Collection entries:
..........

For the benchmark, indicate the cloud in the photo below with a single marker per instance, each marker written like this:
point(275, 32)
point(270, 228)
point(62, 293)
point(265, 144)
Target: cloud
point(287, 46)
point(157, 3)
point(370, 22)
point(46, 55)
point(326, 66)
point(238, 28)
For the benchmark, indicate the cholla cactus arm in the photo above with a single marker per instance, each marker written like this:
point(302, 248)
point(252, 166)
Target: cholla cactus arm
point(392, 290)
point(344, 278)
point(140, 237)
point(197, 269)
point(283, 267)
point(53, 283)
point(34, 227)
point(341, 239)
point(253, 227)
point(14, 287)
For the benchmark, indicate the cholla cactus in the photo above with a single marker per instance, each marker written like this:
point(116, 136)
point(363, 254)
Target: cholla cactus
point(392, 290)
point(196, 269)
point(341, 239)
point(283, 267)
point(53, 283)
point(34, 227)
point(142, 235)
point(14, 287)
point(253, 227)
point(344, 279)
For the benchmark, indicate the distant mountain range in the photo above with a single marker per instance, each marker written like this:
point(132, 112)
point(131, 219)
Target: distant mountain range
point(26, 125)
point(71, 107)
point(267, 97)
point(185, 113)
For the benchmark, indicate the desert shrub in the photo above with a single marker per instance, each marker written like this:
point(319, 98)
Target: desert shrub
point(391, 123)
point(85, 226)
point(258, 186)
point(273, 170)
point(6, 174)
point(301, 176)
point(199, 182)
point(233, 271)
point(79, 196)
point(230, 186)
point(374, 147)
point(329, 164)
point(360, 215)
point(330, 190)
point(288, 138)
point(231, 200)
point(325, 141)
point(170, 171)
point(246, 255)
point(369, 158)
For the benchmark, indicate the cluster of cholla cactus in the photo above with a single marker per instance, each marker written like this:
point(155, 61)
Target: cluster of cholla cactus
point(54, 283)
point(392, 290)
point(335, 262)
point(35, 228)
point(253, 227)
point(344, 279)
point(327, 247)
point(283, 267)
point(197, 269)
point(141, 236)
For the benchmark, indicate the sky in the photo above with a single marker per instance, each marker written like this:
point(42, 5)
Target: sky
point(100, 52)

..........

◆ GIVEN EXERCISE
Reproduce all of the records above word for word, without changing anything.

◆ RESULT
For the benchmark, indicate the cloud in the photo below with a single marker per instance, each marker written like this:
point(275, 32)
point(270, 228)
point(62, 293)
point(265, 144)
Target: cloud
point(287, 46)
point(157, 3)
point(370, 22)
point(46, 55)
point(326, 66)
point(238, 28)
For the benchmark, indicate the cholla cactus arm in the photo above with a single marker per instance, each marker written like this:
point(302, 248)
point(252, 166)
Target: cholla cactus arm
point(392, 290)
point(344, 278)
point(140, 237)
point(197, 269)
point(283, 267)
point(53, 283)
point(34, 227)
point(341, 239)
point(253, 227)
point(14, 287)
For the benchmark, indicate the cholla cactus in the photo above with a single marker per instance, each marker written like this:
point(116, 136)
point(363, 254)
Target: cholla cactus
point(392, 290)
point(196, 269)
point(341, 239)
point(283, 267)
point(53, 283)
point(34, 227)
point(142, 235)
point(14, 287)
point(253, 227)
point(344, 279)
For the benchmark, indicate the distant mountain range in the photo above with a single marker per instance, each marker written like this:
point(132, 112)
point(131, 219)
Target: distant mountain range
point(26, 125)
point(71, 107)
point(267, 97)
point(185, 113)
For the benchmark, indicate the desert shrub in the photo above with a single marker per instance, each marker written like this:
point(319, 98)
Target: desert shrub
point(391, 123)
point(85, 226)
point(258, 186)
point(273, 170)
point(6, 174)
point(301, 176)
point(199, 182)
point(233, 271)
point(79, 196)
point(230, 186)
point(374, 147)
point(329, 164)
point(360, 215)
point(330, 190)
point(288, 138)
point(231, 200)
point(325, 141)
point(170, 171)
point(246, 255)
point(369, 158)
For the benchmark, indicate the cluster of cholla cactus in the photo above with a single marker per instance, each marker written like this:
point(155, 61)
Target: cluster of cholla cactus
point(54, 283)
point(392, 290)
point(335, 262)
point(35, 228)
point(253, 227)
point(344, 279)
point(327, 247)
point(283, 267)
point(197, 269)
point(141, 236)
For the benchmark, indicate the sky in the photo above with a single marker per instance, each marker written like this:
point(42, 5)
Target: sky
point(100, 52)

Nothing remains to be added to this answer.